» STATED PROBLEM:
Quote the data below word for word, everything from the very start down to the line containing "x=601 y=150", with both ends included. Leave the pictures out of your answer.

::::

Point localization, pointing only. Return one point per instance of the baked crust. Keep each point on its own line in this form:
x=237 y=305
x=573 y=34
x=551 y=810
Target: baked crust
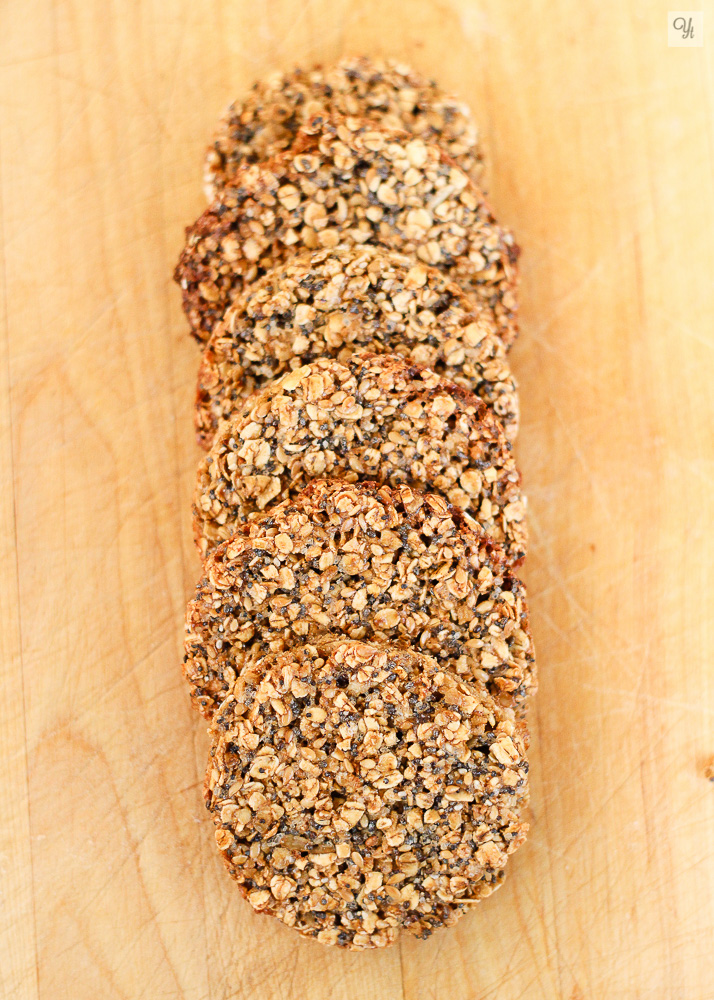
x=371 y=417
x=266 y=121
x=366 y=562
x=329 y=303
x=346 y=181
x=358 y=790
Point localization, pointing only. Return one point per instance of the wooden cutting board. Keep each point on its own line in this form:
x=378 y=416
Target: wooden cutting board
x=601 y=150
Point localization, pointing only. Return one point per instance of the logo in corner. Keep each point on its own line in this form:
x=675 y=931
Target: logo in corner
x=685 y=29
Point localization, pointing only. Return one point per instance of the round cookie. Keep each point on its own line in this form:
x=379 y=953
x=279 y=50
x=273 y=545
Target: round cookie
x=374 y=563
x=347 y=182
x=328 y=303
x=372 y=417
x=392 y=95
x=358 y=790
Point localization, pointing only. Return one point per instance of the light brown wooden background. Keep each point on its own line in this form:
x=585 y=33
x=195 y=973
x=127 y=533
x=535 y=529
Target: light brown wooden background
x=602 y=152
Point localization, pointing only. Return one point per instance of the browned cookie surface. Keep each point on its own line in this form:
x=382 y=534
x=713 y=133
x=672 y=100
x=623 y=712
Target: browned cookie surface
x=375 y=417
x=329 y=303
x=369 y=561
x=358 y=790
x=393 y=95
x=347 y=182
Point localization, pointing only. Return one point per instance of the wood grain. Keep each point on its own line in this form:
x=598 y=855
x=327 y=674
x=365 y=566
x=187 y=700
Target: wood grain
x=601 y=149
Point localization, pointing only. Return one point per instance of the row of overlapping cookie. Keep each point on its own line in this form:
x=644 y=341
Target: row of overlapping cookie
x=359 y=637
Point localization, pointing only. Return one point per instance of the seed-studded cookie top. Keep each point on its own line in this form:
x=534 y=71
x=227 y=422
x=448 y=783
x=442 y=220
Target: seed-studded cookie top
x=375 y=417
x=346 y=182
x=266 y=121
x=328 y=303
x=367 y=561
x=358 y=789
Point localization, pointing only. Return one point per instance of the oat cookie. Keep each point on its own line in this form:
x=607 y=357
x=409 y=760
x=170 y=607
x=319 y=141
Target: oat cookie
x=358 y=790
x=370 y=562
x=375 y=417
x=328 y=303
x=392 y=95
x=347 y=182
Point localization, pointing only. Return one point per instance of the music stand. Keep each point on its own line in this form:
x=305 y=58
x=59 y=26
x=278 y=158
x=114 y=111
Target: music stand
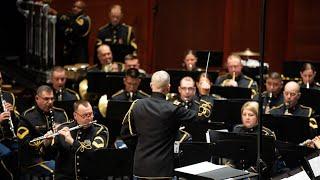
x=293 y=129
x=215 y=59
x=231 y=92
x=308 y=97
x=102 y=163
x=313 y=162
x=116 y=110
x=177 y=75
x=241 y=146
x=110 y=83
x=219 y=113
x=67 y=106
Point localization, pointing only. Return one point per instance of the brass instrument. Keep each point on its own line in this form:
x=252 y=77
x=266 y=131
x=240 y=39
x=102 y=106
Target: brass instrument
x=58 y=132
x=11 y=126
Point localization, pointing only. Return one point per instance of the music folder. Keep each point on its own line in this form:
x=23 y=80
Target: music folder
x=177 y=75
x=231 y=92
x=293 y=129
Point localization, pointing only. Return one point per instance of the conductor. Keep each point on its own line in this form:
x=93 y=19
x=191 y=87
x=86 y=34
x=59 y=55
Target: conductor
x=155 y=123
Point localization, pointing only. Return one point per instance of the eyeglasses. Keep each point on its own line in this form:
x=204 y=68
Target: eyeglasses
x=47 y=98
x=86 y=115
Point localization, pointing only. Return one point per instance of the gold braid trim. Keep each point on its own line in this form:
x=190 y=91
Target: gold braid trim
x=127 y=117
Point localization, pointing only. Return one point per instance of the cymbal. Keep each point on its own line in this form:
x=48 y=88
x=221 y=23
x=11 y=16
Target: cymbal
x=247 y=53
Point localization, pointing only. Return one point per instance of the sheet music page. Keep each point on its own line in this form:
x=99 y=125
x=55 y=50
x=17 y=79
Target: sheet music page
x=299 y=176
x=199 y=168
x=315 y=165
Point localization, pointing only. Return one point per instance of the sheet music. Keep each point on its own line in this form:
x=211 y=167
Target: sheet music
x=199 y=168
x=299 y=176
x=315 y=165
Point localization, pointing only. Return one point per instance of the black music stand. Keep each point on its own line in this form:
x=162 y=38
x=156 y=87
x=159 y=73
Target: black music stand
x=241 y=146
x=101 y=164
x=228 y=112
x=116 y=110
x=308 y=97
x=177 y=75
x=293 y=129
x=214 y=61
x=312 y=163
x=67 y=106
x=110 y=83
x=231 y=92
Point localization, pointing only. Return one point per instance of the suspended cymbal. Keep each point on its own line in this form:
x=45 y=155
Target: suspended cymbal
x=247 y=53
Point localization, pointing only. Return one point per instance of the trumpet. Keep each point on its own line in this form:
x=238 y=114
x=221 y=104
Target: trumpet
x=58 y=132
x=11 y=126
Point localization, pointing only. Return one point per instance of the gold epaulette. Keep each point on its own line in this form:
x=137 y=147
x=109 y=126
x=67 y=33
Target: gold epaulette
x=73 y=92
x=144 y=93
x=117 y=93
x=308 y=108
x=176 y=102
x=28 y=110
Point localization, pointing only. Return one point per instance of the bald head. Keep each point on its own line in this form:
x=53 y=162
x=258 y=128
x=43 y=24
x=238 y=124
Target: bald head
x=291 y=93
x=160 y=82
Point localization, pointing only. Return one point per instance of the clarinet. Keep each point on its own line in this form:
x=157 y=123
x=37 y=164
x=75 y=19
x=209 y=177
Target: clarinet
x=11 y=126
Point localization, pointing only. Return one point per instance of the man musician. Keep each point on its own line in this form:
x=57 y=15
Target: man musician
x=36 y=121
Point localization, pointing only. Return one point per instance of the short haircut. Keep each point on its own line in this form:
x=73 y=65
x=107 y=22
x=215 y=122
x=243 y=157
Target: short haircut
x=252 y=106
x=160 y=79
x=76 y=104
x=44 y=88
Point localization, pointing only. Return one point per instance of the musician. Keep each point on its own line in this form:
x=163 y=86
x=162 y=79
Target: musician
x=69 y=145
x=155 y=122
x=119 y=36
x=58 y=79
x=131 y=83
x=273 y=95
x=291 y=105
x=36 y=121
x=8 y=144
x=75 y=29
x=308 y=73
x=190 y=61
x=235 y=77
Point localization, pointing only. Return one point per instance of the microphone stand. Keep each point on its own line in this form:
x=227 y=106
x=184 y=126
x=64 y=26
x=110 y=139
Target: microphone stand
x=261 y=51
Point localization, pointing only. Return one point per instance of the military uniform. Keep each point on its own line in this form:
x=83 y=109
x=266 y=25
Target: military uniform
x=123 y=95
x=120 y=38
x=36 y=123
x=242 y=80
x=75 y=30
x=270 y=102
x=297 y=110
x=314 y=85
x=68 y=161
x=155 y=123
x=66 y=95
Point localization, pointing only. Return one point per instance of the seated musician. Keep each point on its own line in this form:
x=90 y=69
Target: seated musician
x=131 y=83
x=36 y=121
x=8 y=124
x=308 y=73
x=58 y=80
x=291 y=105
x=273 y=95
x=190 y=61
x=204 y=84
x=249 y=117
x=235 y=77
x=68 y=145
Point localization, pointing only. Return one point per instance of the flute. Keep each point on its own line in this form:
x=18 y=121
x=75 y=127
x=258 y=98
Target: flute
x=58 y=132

::::

» RESULT OF THE TASK:
Point localization, pointing only. Return one point per instance of the baked crust. Keep each point on its own line in this form:
x=237 y=305
x=573 y=34
x=551 y=810
Target: baked crust
x=371 y=417
x=266 y=121
x=366 y=562
x=329 y=303
x=346 y=181
x=358 y=790
Point localization, pointing only. Return one point per instance of the wooden cutting board. Keep each point on its own line in this form:
x=378 y=416
Target: wooden cutting board
x=601 y=150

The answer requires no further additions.